Excerpt to read |
------------------------------------

Django “Script timed out before returning headers”

5,597 views
Skip to first unread message

Chase

unread,
Apr 14, 2011, 3:18:00 PM4/14/11
to modwsgi
I have a custom Django app that's becoming unresponsive
intermittently. About once every couple of days between three servers,
serving about 10,000 requests a day. When it happens, it never
recovers. I can leave it there for hours, and it will not server any
more requests.


In the apache logs, I see see the following:

Apr 13 11:45:07 www3 apache2[27590]: **successful view render here**
...
Apr 13 11:47:11 www3 apache2[24032]: [error] server is within
MinSpareThreads of MaxClients, consider raising the MaxClients setting
Apr 13 11:47:43 www3 apache2[24032]: [error] server reached MaxClients
setting, consider raising the MaxClients setting
...
Apr 13 11:50:34 www3 apache2[27617]: [error] [client 10.177.0.204]
Script timed out before returning headers: django.wsgi
(repeated 100 times, exactly)


I am running:

apache version 2.2, using the worker MPM
wsgi version 2.8
SELinux NOT installed
lxml package being used, infrequently
Ubuntu 10.04


apache config:

WSGIDaemonProcess site-1 user=django group=django threads=50
WSGIProcessGroup site-1
WSGIScriptAlias / /somepath/django.wsgi /somepath/django.wsgi


wsgi config:

import os, sys
sys.path.append('/home/django')

------------------------------------

What the task asks | Please resume the forum post about the Django "Script timed out" error under mod_wsgi, starting right after its last line.

------------------------------------

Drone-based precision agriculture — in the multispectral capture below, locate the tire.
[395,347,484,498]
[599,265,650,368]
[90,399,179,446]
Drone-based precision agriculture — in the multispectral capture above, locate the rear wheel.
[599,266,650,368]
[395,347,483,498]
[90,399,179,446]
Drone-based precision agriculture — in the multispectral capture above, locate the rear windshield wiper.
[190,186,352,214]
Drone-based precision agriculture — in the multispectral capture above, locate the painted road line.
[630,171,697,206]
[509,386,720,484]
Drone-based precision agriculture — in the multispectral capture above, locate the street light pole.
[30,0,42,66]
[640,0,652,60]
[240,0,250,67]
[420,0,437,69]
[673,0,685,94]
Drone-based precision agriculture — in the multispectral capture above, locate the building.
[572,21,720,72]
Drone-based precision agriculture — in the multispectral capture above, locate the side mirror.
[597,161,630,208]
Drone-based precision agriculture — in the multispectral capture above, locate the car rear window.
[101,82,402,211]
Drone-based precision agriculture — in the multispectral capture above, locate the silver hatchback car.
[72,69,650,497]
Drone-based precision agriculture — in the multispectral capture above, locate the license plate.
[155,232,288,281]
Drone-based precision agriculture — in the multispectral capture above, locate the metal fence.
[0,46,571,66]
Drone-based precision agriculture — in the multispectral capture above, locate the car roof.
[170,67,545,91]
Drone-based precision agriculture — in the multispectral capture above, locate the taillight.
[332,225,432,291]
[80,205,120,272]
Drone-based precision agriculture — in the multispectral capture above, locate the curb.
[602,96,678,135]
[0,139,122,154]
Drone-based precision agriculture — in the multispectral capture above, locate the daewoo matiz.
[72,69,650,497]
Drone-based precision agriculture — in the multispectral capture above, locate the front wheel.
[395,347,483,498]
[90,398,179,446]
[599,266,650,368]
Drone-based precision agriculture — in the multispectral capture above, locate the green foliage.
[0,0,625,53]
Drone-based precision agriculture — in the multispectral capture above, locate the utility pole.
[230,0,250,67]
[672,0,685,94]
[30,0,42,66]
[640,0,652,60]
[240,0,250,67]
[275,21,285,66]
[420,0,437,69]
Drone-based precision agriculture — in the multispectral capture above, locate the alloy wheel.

------------------------------------

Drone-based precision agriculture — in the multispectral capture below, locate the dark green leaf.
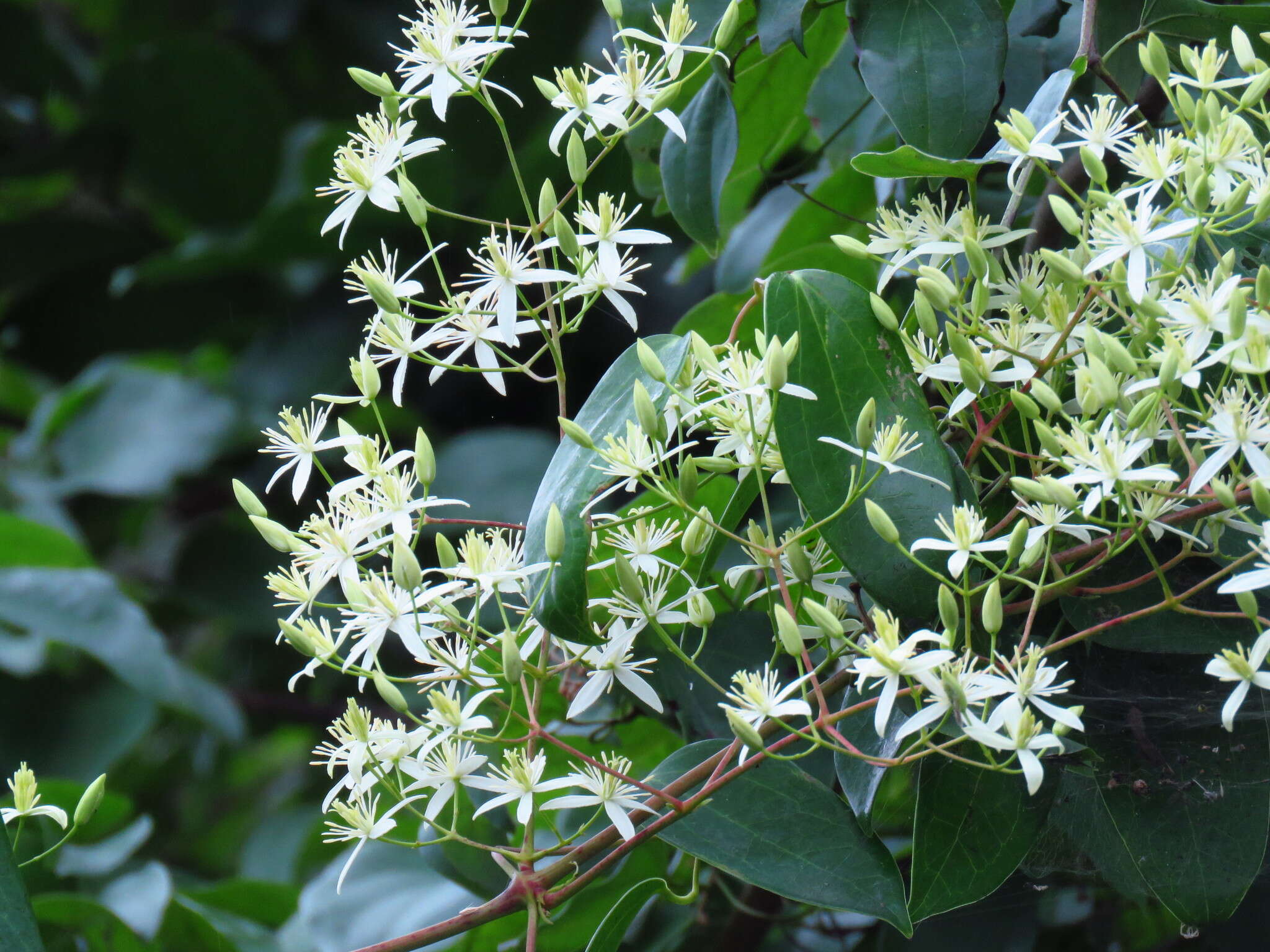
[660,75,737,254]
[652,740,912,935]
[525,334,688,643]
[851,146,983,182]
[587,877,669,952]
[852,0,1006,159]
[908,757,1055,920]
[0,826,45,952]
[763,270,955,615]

------------------------------------

Answer to this task |
os.environ['DJANGO_SETTINGS_MODULE'] = 'myapp.settings'
import django.core.handlers.wsgi
application = django.core.handlers.wsgi.WSGIHandler()


When this happens, I can kill the wsgi process and the server will
recover.

>ps aux|grep django # process is running as user "django"
django 27590 5.3 17.4 908024 178760 ? Sl Apr12 76:09 /usr/
sbin/apache2 -k start
>kill -9 27590


This leads me to believe that the problem is a known issue:

"(deadlock-timeout) Defines the maximum number of seconds allowed to
pass before the daemon process is shutdown and restarted after a
potential deadlock on the Python GIL has been detected. The default is
300 seconds. This option exists to combat the problem of a daemon
process freezing as the result of a rouge Python C extension module
which doesn't properly release the Python GIL when entering into a
blocking or long running operation."


However, I'm not sure why this condition is not clearing
automatically. I do see that the script timeout occurs exactly 5
minutes after the last successful page render, so the deadlock-timeout
is getting triggered. But it does not actually kill the process.

I'm thinking of switching to MPM/prefork, but I'm not sure if that
should have any effect, given that I'm in daemon mode already.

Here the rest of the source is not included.